▶ _What you are asked to do_
Collect every line of the entries below that contains the word "white", matching its case exactly.

▶ _Material provided_
__________________________________________________

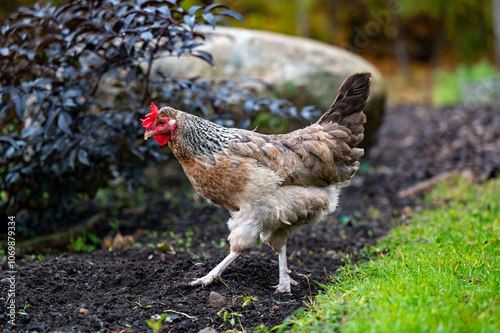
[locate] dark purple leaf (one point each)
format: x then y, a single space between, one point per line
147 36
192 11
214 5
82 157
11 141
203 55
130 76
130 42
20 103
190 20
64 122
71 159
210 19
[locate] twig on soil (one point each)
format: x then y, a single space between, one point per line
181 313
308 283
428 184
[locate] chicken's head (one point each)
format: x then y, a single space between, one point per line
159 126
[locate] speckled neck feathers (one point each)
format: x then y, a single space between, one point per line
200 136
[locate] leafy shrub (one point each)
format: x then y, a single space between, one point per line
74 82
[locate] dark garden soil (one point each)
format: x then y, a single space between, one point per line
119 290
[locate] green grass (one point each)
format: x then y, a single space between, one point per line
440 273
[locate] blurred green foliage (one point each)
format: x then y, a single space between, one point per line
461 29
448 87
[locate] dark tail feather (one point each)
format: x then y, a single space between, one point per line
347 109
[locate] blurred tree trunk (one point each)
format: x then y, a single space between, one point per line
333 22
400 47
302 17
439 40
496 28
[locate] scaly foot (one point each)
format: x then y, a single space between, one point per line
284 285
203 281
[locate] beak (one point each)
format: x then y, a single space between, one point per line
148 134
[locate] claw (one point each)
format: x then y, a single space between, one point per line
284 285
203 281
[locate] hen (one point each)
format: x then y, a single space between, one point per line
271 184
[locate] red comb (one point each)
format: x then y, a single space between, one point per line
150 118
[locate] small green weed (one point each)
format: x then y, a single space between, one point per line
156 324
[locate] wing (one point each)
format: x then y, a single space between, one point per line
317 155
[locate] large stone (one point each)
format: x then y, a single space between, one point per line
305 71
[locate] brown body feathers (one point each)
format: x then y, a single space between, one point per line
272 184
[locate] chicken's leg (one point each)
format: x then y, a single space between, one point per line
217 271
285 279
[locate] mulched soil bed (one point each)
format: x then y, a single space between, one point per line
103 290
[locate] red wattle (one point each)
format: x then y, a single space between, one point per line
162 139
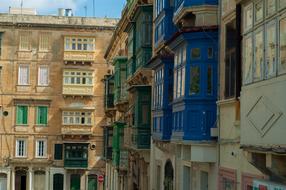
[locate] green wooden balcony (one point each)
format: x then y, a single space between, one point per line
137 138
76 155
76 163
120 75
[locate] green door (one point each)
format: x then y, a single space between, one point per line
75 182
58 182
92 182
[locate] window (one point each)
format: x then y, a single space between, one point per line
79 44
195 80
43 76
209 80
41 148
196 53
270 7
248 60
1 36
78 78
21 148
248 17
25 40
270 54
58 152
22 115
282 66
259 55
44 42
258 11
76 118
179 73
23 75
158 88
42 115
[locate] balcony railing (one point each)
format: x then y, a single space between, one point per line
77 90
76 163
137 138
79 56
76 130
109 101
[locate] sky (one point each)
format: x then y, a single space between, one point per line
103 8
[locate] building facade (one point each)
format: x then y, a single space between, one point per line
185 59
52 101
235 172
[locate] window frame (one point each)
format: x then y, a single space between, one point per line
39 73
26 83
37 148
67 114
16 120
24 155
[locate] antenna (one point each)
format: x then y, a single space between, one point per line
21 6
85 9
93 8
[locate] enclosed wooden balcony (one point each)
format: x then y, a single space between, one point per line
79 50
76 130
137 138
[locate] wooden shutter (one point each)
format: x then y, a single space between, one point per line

__________________________________________________

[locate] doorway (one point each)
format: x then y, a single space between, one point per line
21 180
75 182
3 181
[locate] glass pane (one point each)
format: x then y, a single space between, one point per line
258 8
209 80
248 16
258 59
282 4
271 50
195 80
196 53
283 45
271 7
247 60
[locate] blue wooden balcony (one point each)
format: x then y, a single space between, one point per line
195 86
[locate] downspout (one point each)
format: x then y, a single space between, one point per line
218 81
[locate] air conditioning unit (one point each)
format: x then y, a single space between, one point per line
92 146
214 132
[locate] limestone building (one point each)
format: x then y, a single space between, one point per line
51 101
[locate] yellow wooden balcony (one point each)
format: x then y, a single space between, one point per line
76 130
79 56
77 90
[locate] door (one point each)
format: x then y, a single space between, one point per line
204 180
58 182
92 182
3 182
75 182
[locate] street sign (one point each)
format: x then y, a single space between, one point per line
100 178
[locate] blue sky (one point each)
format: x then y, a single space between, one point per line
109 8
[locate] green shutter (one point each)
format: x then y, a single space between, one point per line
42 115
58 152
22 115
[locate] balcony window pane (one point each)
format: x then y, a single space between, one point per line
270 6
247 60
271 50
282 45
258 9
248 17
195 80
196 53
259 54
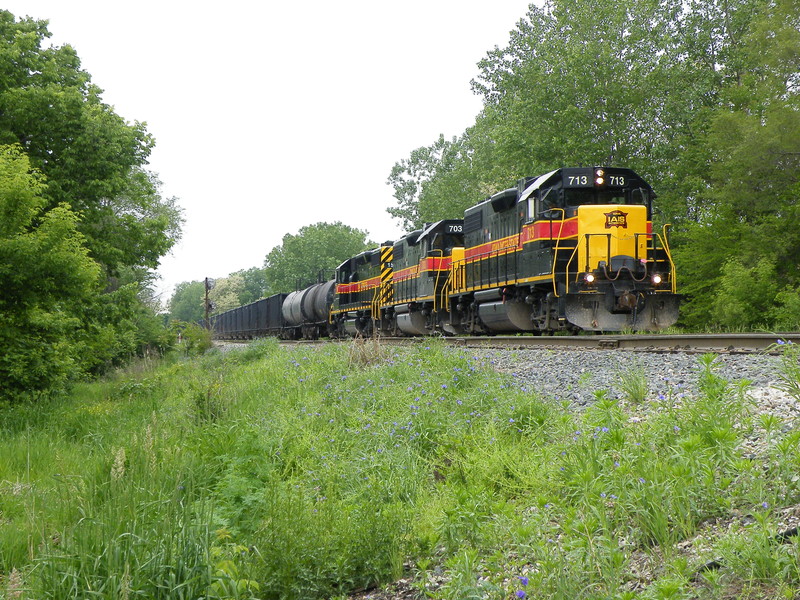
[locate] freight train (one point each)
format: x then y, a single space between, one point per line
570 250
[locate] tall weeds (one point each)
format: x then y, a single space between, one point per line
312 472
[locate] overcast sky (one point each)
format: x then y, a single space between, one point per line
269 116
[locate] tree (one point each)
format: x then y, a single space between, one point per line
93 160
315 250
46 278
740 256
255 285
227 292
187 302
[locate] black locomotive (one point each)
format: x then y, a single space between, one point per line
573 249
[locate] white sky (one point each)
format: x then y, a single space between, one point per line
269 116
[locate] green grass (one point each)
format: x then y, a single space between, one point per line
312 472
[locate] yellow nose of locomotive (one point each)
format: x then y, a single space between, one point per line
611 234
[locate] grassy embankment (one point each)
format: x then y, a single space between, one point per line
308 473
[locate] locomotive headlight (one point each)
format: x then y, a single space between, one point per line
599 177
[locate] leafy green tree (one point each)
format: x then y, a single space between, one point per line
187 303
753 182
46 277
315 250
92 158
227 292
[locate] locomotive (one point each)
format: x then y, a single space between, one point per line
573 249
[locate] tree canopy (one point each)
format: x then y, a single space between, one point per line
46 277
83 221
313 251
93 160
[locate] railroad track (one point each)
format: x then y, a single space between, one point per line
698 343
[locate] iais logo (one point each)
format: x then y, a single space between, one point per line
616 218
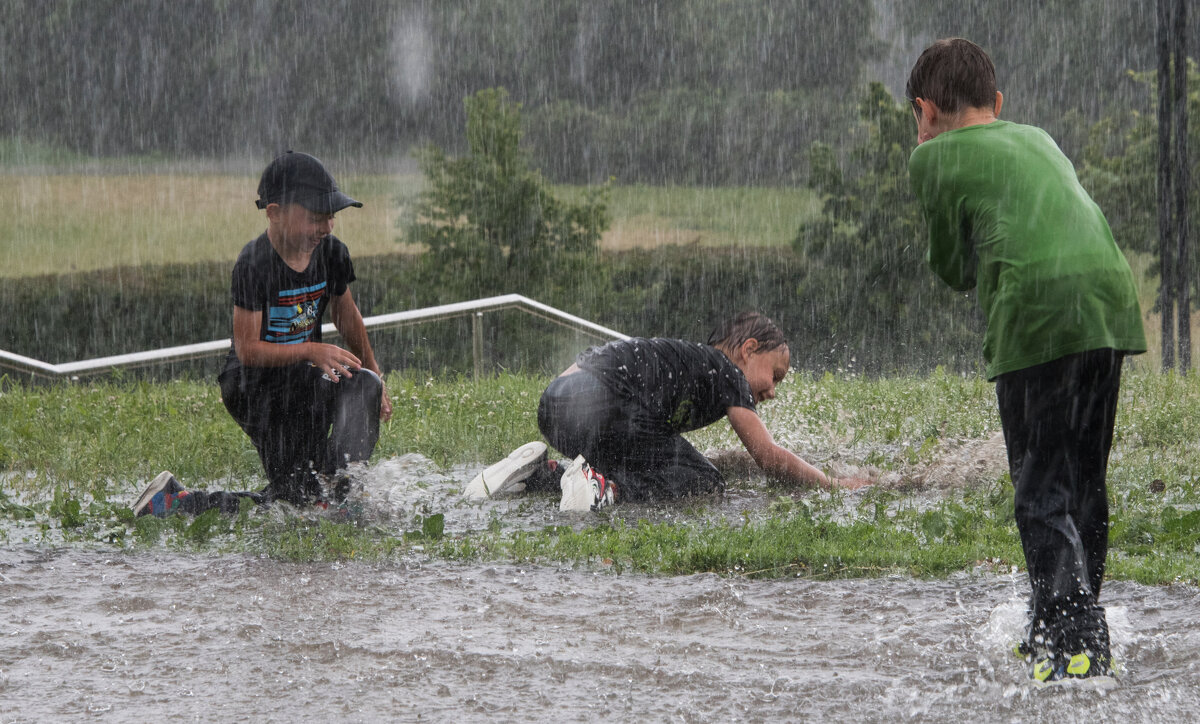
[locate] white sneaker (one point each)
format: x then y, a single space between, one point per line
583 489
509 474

__________________________________________________

▶ _Worked solution_
[locate] white sky (one point each)
[locate] white sneaker (one point each)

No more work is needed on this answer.